--- BEGIN Records to use ---

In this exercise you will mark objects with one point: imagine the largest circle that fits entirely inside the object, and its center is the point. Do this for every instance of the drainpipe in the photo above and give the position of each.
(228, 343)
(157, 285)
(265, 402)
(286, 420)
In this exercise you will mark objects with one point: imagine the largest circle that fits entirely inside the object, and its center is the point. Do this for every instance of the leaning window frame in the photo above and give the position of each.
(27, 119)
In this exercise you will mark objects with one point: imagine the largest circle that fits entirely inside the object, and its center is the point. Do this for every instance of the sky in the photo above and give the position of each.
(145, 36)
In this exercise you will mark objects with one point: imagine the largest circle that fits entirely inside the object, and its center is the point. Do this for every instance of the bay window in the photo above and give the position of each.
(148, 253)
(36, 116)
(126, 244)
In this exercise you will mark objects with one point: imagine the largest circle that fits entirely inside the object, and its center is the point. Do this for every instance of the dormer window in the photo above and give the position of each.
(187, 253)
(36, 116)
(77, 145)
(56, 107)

--- END Records to use ---
--- BEGIN Records to use ---

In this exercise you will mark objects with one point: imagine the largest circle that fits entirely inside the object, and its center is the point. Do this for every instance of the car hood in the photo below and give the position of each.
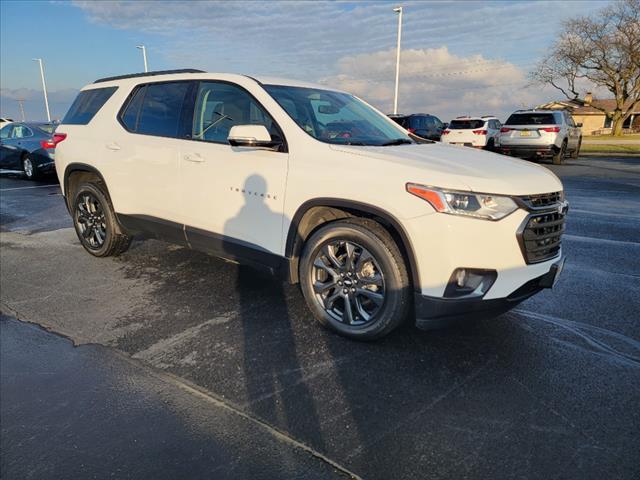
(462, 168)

--- END Records to use ---

## Exercise goal
Find and copy every line of the data above that contains the word "frame". Case counts.

## Complete answer
In this exercise you will mark objects with one point: imagine the largest circle that fits entirely inside the object, and its center is the point. Do this for every instance of the leaning window frame in the photo above and give the position of each.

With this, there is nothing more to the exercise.